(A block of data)
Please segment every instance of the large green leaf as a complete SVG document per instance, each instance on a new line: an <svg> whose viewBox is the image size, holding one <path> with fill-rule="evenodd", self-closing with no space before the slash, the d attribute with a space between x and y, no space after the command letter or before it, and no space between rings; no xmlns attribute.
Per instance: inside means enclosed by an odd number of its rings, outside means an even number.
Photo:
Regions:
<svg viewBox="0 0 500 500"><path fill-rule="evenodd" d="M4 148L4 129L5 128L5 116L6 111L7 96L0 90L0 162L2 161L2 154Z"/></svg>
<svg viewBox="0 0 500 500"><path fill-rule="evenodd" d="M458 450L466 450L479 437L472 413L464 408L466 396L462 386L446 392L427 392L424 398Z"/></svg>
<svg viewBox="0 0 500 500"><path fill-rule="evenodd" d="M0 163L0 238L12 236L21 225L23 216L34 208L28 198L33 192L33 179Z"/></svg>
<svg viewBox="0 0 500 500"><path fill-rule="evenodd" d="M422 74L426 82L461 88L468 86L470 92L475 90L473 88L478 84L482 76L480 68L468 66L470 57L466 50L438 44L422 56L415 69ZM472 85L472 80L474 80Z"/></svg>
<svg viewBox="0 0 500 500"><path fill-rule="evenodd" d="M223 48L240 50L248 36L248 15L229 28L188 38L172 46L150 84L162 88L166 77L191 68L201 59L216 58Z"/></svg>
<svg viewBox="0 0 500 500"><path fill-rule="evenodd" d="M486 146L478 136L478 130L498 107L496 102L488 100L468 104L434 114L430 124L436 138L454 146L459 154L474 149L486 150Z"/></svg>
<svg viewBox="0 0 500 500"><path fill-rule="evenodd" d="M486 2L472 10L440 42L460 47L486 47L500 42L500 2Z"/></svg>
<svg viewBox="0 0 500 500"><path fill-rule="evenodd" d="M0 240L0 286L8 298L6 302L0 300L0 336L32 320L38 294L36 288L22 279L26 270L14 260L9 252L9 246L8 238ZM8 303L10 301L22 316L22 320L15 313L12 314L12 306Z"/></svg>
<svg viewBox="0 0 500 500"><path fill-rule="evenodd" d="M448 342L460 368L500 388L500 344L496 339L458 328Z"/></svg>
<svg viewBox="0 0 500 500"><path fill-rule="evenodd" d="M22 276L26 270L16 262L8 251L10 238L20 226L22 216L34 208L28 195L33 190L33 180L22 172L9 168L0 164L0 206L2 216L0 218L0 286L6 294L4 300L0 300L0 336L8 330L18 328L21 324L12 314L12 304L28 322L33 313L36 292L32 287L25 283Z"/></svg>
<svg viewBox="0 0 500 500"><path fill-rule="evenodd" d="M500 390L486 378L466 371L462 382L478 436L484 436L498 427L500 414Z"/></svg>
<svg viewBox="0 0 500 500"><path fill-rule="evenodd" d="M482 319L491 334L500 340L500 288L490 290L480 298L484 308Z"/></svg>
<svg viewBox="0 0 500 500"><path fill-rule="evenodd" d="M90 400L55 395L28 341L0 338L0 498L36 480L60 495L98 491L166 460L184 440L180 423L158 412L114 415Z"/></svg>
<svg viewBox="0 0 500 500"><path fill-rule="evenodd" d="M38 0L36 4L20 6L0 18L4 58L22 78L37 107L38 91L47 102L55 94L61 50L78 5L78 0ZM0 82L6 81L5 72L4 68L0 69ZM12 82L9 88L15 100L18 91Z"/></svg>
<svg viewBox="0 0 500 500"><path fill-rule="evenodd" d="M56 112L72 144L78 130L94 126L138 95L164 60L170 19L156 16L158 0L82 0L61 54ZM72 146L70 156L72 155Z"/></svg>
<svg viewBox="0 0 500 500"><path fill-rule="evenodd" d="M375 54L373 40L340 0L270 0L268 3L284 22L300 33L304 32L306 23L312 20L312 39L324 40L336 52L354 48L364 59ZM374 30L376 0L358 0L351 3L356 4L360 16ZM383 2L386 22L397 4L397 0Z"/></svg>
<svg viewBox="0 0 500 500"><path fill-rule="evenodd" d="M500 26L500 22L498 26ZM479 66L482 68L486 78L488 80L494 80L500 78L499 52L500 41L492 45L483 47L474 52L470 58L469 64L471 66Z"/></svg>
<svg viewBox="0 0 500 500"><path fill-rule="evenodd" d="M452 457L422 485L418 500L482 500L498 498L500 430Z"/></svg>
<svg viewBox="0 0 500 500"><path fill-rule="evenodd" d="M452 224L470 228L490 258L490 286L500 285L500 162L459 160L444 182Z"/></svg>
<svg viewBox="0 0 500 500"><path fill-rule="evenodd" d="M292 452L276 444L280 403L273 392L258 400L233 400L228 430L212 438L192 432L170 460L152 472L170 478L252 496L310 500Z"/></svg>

# [Task directions]
Reproduce verbatim the lines from the beginning of the items through the line that contains "2L472 10L440 42L460", inclusive.

# [Exercise solution]
Please segment every instance of the large green leaf as a complete SVG document per instance, each instance on a new line: an <svg> whose viewBox is the image size, holding one <path> with fill-rule="evenodd", self-closing with no space before the slash, the d attribute with a space between x and y, no space after the command letter or before it, and no space between rings; no xmlns attribute.
Per instance: inside means enclosed by an odd number of its rings, outside means an even number.
Photo:
Regions:
<svg viewBox="0 0 500 500"><path fill-rule="evenodd" d="M4 148L4 129L5 128L5 116L6 111L7 96L0 90L0 162L2 161L2 154Z"/></svg>
<svg viewBox="0 0 500 500"><path fill-rule="evenodd" d="M458 450L466 450L479 437L472 413L464 408L466 396L462 386L446 392L427 392L424 398Z"/></svg>
<svg viewBox="0 0 500 500"><path fill-rule="evenodd" d="M0 163L0 238L12 236L21 225L23 216L34 208L28 198L33 192L33 179Z"/></svg>
<svg viewBox="0 0 500 500"><path fill-rule="evenodd" d="M422 74L426 82L461 88L468 86L470 92L475 90L473 88L478 84L482 76L480 68L468 66L470 57L466 50L438 44L422 56L415 69ZM472 85L472 80L474 80Z"/></svg>
<svg viewBox="0 0 500 500"><path fill-rule="evenodd" d="M223 48L240 50L248 36L248 15L229 28L188 38L172 46L150 84L162 88L166 77L191 68L201 59L216 58Z"/></svg>
<svg viewBox="0 0 500 500"><path fill-rule="evenodd" d="M486 146L478 136L478 130L498 107L496 102L488 100L468 104L434 114L430 124L436 138L454 146L459 154L474 149L486 150Z"/></svg>
<svg viewBox="0 0 500 500"><path fill-rule="evenodd" d="M486 2L472 10L440 42L460 47L486 47L500 42L500 2Z"/></svg>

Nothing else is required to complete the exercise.